- _PROBLEM SET_
• A. In the thread about a planted betta tank, which plant does Apotheosis suggest trying for a low-light tank?
• B. Copy the betta tank thread from "what kind of" down to "for any help!!!", renaming "plastic plants" to "silk plants".
• C. Pick up the forum thread on planting a betta tank after its last post and keep it going.

- _TEXT PROVIDED_
** begin **

# Planted Betta Tank?



## BloomiNGodsName (Jul 28, 2007)

I got a Male Betta in a 5 1/2 Gallon tank...the temp is usually between 78-82 Farenheit...heating in the tank is done by light for the moment...

what kind of plants are best in this tank?! I;d love to give hi some live plants...right now he;d got plastic plants and loves them but live plants would be much better for him I;m thinking cuz they'd grow and give him more places to hide and such...

I was looking in a fish book @ the plants but only found 1 that would work in his tank due to pH level/heat/water condition *~soft~*...is that all there is or is there more? 

thanks for any help!!!


----------



## Guest (Jul 30, 2007)

Plant choices depend heavily on the amount of light you have and not so much by the hardness and pH of the water.

How many watts and what type of lighting is over the tank?


----------



## Apotheosis (Jul 2, 2007)

If you have low-light then give java fern a try. It's very resilient.

** end **

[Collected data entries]

** begin **

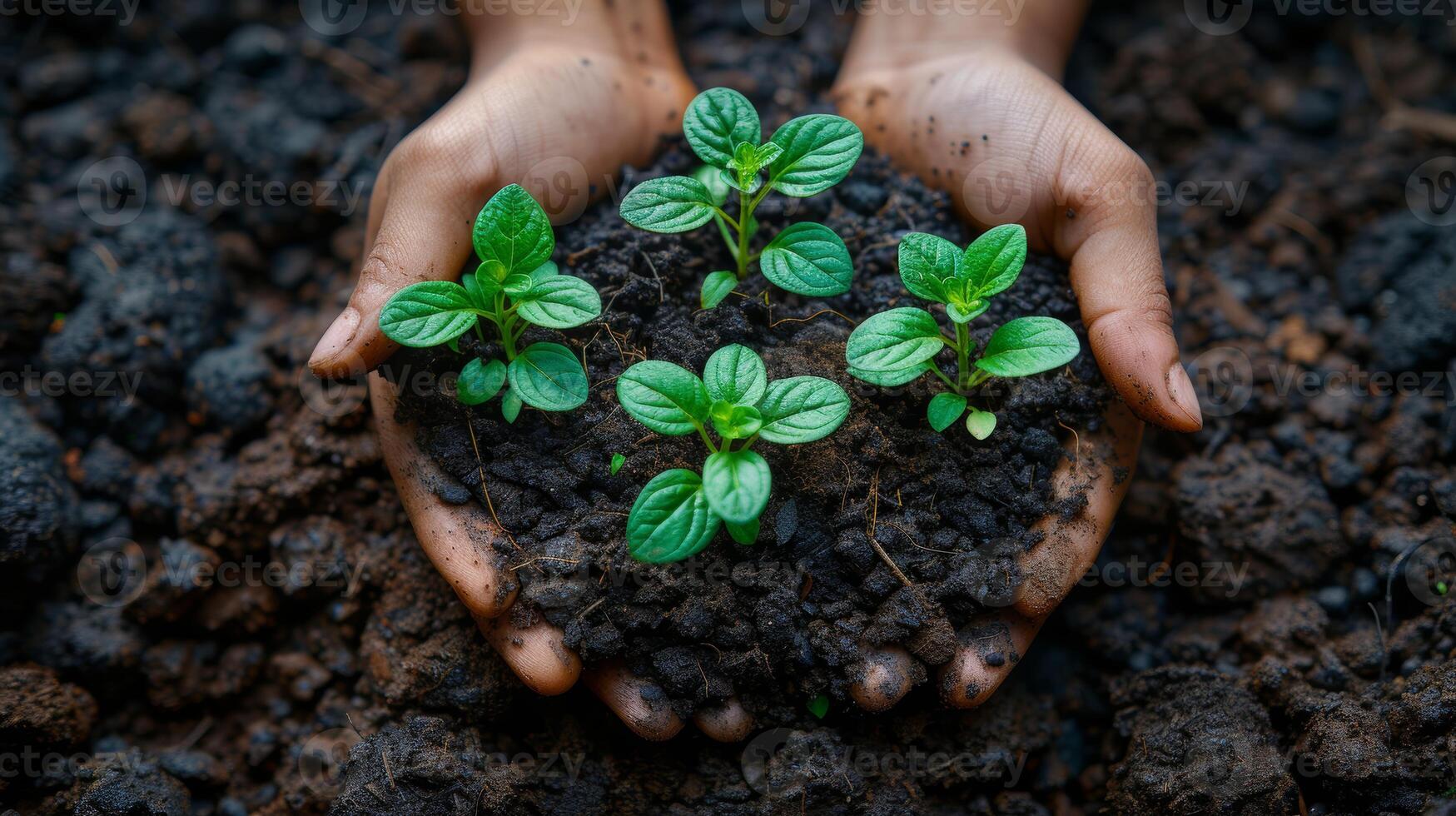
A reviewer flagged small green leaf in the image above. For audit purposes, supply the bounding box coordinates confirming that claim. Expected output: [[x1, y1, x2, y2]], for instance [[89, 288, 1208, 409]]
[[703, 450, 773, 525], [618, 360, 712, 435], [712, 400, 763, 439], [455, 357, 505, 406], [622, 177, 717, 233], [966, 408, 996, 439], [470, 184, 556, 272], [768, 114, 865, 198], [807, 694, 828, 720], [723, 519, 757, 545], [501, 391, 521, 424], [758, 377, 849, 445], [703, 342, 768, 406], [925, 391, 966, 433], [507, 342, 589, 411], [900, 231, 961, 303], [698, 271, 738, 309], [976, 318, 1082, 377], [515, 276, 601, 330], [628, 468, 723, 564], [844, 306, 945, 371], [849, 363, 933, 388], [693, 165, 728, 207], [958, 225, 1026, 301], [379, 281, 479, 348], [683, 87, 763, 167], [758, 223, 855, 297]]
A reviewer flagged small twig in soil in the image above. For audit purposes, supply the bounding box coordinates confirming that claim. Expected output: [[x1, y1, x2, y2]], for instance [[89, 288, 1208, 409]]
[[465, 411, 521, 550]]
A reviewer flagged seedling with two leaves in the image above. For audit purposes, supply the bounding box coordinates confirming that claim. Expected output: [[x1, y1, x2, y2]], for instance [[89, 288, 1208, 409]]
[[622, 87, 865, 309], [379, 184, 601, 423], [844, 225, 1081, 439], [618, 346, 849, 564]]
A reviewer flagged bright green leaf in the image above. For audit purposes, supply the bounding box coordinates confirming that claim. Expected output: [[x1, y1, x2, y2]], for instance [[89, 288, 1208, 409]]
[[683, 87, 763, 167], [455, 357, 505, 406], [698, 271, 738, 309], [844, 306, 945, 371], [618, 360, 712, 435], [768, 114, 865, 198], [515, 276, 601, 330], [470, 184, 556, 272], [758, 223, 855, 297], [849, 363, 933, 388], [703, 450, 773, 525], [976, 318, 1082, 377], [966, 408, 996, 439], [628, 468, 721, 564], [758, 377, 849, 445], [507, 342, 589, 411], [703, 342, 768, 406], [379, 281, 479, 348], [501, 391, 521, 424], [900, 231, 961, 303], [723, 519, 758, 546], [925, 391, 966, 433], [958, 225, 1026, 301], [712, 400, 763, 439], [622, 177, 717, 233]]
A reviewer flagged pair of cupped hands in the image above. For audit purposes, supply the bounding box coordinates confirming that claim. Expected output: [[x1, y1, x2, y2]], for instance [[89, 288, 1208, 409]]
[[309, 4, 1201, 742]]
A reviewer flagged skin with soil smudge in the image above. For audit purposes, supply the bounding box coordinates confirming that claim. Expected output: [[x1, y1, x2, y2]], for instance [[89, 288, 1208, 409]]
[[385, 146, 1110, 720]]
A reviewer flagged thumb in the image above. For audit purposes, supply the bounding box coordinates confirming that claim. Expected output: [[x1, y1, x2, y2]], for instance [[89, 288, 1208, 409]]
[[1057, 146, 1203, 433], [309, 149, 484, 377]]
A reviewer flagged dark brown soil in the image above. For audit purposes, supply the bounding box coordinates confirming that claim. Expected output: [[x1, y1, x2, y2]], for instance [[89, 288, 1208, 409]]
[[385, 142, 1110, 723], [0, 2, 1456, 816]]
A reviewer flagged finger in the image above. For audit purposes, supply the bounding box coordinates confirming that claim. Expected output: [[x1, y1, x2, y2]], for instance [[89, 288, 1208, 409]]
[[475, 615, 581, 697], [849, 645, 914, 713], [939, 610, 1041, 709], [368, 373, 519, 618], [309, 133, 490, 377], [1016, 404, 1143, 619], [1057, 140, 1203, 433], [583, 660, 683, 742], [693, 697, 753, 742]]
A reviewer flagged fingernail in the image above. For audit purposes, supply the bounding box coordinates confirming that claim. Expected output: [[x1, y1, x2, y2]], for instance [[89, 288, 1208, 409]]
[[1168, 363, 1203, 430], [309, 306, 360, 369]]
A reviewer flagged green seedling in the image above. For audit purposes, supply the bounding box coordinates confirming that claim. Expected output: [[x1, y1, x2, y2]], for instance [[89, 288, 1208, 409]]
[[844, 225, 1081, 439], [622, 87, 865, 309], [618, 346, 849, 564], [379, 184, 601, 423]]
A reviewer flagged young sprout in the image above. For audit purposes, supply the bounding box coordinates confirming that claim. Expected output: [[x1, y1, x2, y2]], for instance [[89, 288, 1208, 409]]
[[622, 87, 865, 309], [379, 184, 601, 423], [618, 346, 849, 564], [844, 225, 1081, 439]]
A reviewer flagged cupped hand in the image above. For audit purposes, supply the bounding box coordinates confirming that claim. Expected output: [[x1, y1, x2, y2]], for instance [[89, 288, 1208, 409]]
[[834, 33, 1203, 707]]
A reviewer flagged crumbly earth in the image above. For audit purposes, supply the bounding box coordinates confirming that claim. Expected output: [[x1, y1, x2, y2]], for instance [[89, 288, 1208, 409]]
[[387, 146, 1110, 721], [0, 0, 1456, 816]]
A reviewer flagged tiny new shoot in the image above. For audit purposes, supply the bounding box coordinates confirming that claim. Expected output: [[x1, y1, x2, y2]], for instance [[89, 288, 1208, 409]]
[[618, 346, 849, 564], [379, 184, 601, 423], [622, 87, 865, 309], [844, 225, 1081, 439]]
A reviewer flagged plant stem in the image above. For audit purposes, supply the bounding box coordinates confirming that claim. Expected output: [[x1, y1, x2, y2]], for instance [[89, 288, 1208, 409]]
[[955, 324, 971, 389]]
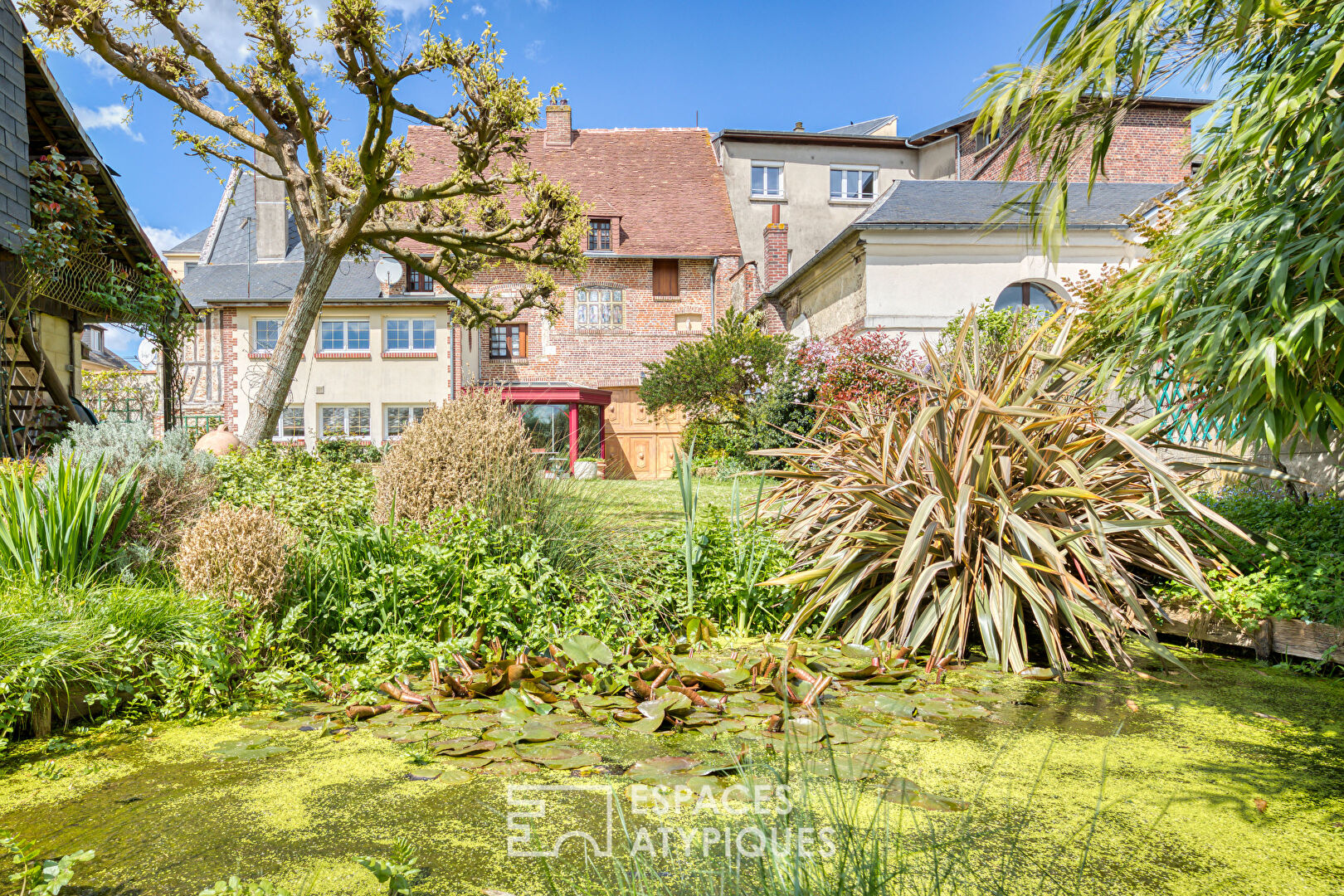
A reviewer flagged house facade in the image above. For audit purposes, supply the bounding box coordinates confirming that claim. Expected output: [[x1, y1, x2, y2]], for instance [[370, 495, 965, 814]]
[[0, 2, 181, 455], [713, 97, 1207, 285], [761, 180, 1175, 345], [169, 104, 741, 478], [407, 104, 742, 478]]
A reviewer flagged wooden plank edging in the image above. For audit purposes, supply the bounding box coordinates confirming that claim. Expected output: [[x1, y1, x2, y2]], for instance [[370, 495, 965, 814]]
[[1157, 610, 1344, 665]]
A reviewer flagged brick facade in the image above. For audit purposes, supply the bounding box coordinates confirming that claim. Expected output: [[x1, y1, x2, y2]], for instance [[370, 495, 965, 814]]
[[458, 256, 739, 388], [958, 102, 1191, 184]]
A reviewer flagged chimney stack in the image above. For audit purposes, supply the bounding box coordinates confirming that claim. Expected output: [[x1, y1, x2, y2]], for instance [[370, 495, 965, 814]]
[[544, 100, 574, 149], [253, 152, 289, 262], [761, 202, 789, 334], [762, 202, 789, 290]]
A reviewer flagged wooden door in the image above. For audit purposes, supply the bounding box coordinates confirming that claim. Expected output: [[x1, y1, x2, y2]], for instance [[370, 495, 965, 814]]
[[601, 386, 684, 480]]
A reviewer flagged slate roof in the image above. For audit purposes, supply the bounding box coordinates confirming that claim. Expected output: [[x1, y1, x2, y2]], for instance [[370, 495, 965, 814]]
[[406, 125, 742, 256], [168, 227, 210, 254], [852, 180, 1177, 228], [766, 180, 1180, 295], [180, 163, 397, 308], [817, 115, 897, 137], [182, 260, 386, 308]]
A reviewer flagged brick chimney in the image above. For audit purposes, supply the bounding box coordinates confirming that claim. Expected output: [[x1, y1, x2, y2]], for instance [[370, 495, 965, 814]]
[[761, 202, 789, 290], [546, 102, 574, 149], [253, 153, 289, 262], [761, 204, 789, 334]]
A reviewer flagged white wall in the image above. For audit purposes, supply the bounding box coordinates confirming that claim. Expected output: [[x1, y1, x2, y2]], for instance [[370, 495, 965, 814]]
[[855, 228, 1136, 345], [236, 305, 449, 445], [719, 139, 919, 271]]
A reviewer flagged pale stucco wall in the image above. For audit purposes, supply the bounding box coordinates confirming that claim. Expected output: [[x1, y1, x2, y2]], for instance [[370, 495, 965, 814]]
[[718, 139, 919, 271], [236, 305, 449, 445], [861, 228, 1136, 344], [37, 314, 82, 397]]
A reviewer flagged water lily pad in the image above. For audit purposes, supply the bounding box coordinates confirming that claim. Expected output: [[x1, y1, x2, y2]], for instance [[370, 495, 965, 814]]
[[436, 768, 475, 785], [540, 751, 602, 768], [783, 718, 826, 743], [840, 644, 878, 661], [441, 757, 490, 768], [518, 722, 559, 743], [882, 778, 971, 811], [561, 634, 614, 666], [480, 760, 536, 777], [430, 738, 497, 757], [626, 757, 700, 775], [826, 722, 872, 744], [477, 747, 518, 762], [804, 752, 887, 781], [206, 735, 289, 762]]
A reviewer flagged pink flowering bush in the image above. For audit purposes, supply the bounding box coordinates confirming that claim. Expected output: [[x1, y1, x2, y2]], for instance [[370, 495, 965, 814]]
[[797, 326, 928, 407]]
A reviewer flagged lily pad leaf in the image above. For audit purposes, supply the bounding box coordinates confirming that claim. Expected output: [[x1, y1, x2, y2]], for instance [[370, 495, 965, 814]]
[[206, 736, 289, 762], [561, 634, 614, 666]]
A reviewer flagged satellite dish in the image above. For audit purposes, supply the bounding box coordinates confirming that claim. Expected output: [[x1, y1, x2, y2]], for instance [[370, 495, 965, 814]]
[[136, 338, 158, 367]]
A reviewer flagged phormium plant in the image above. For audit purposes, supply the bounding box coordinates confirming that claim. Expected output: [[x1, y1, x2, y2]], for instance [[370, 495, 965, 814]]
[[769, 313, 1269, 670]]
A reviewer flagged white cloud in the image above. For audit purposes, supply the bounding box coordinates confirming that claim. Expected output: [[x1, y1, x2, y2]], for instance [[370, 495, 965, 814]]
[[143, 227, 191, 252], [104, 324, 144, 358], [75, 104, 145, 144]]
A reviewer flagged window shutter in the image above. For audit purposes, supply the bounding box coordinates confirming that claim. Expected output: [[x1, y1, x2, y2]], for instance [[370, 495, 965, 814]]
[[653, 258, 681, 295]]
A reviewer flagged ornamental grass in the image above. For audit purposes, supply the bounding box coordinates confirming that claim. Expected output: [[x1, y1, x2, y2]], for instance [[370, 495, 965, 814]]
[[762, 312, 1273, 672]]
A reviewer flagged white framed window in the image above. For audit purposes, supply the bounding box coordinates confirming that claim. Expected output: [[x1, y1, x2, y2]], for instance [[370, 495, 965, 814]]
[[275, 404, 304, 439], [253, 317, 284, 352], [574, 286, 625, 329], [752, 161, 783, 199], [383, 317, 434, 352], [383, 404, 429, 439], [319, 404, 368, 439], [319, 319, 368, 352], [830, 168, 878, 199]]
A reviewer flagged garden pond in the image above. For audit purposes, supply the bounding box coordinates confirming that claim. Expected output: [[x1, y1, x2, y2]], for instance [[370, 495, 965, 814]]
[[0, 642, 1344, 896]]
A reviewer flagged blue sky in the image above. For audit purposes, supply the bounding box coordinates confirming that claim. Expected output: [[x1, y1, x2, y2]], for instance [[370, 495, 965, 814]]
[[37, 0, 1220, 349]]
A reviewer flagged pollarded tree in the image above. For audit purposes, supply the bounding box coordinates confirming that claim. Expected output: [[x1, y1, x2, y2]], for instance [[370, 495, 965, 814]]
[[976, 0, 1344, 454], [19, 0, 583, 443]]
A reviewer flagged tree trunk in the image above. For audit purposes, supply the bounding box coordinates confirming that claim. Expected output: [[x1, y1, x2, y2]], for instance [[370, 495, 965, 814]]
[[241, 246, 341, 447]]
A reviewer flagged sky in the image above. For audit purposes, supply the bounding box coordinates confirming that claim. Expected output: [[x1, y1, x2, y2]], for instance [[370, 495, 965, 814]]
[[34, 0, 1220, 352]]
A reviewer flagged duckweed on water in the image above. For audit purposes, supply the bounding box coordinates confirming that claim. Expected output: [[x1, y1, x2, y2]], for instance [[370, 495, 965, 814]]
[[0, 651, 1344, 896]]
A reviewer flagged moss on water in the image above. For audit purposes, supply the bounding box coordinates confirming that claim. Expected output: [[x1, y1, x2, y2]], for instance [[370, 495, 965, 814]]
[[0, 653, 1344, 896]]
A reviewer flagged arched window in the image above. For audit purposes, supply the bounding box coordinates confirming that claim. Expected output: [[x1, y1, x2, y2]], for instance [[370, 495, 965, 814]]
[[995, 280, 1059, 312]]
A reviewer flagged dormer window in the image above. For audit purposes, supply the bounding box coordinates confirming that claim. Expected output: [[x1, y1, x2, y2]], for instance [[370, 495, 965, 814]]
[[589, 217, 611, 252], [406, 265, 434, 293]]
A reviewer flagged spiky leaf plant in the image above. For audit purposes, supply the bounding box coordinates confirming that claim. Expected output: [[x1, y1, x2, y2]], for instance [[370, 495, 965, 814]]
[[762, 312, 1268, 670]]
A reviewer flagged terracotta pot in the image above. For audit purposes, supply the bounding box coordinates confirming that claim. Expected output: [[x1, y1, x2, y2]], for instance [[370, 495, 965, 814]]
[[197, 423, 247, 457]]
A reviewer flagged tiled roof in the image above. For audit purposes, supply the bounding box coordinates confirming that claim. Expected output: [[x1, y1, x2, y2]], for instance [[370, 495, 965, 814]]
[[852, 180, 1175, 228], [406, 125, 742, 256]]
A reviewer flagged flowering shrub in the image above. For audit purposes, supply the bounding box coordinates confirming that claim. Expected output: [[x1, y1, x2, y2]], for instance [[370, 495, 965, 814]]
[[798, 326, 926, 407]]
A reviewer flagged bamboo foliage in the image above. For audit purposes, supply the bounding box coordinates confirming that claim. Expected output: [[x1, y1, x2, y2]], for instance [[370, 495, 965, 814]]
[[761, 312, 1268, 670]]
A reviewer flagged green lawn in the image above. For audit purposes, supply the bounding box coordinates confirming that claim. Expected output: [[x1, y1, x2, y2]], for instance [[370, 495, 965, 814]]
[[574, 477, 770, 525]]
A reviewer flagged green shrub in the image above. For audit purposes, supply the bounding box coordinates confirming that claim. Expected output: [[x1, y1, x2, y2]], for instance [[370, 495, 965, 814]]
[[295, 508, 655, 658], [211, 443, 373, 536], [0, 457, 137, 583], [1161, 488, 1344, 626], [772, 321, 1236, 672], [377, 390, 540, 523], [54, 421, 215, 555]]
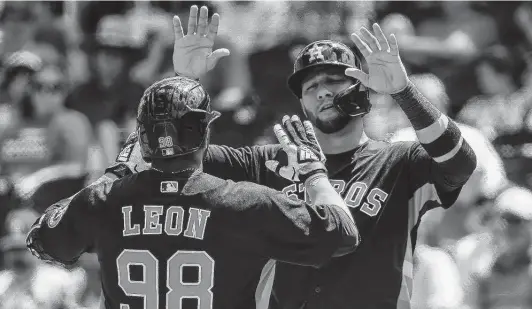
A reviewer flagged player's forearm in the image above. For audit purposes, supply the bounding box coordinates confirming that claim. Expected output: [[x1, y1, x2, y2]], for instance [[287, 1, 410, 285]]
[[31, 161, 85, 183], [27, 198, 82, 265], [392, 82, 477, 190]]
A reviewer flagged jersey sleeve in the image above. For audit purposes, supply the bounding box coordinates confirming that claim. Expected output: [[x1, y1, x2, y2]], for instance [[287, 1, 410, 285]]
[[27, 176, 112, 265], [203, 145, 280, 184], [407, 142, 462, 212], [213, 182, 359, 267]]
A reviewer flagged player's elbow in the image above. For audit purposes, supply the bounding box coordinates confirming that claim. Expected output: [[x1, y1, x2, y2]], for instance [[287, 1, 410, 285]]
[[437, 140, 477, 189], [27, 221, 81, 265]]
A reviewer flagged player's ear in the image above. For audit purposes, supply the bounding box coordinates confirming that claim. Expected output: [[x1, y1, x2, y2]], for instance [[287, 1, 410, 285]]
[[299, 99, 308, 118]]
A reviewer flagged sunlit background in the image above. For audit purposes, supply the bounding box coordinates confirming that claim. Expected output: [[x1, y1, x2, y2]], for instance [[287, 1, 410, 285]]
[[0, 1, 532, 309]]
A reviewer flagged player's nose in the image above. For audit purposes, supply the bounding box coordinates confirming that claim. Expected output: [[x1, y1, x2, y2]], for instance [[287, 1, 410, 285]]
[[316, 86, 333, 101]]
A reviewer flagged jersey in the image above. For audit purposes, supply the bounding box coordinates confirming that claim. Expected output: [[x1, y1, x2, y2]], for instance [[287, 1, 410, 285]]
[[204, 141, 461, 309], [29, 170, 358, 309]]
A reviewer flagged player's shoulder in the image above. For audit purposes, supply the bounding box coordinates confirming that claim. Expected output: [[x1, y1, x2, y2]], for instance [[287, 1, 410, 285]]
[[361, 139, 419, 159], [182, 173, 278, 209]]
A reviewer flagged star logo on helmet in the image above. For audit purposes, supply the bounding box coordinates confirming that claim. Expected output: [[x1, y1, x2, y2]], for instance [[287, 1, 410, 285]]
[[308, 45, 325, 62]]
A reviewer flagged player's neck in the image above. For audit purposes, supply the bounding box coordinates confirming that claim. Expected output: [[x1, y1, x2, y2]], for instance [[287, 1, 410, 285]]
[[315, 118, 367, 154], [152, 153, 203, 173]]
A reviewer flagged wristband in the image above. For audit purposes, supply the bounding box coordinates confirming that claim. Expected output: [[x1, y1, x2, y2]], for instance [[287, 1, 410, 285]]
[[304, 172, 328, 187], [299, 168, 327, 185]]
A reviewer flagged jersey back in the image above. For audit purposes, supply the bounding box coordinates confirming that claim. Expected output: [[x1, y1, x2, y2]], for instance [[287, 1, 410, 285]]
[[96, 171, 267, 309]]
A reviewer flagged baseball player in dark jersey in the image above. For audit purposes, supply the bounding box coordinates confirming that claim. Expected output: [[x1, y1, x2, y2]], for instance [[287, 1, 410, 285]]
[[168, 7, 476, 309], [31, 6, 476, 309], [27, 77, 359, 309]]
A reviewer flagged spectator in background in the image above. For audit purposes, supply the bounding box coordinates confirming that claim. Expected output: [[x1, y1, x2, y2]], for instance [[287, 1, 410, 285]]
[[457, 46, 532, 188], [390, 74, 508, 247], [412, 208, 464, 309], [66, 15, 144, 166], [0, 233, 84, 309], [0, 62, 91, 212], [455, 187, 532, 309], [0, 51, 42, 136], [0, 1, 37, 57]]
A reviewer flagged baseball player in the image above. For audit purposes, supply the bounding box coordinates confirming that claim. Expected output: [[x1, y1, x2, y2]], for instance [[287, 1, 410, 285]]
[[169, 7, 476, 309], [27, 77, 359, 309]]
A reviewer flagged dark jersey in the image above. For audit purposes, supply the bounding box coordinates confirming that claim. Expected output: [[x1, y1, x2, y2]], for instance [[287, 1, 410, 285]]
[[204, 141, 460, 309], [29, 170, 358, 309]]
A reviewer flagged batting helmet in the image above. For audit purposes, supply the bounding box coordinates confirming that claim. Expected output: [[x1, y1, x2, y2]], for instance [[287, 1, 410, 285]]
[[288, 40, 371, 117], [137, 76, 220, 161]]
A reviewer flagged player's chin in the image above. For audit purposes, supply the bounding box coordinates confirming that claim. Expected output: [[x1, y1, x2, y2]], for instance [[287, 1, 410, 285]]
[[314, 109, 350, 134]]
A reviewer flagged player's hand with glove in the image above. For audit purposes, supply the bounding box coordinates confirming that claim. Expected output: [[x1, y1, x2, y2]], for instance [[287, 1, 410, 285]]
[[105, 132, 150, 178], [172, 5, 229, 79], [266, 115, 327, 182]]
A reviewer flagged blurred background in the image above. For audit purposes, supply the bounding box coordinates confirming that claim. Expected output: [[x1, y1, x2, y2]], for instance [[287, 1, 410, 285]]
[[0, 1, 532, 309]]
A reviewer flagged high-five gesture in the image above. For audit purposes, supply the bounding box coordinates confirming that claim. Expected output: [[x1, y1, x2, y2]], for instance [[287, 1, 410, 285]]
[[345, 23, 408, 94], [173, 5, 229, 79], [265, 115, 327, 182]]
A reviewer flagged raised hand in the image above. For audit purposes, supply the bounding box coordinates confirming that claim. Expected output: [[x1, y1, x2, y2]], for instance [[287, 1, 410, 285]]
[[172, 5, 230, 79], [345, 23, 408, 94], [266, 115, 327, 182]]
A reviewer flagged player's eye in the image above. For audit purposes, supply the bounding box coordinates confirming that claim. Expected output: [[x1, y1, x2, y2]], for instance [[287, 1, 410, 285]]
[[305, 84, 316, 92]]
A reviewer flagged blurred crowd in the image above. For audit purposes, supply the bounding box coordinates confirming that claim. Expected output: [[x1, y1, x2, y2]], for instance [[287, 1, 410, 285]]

** end **

- _SOLVED TASKS_
• A. Java fern.

• B.
what kind of plants are best in this tank?! I;d love to give hi some live plants...right now he;d got silk plants and loves them but live plants would be much better for him I;m thinking cuz they'd grow and give him more places to hide and such...

I was looking in a fish book @ the plants but only found 1 that would work in his tank due to pH level/heat/water condition *~soft~*...is that all there is or is there more? 

thanks for any help!!!

• C.
I used to have some and I couldn't have killed it if I tried. :mrgreen:


----------



## osiris214 (Jul 28, 2007)

also some anubias nana


----------



## BloomiNGodsName (Jul 28, 2007)

JustOneMore20: i'm unsure of the watts...right now I got the light/cover from the 10 gallon tank *~which has no fish in...~* ontop of the 5 1/2 gallon tank...it has only 1 bulb in...I can check wattage of the bulb when I get home tonight and let you know when I get to the library next

Aptheosis: I'd say tis more like medium light...but that's going by the light that was on my stepmom's Oscar tank which is brighter then the light on Quinten's tank...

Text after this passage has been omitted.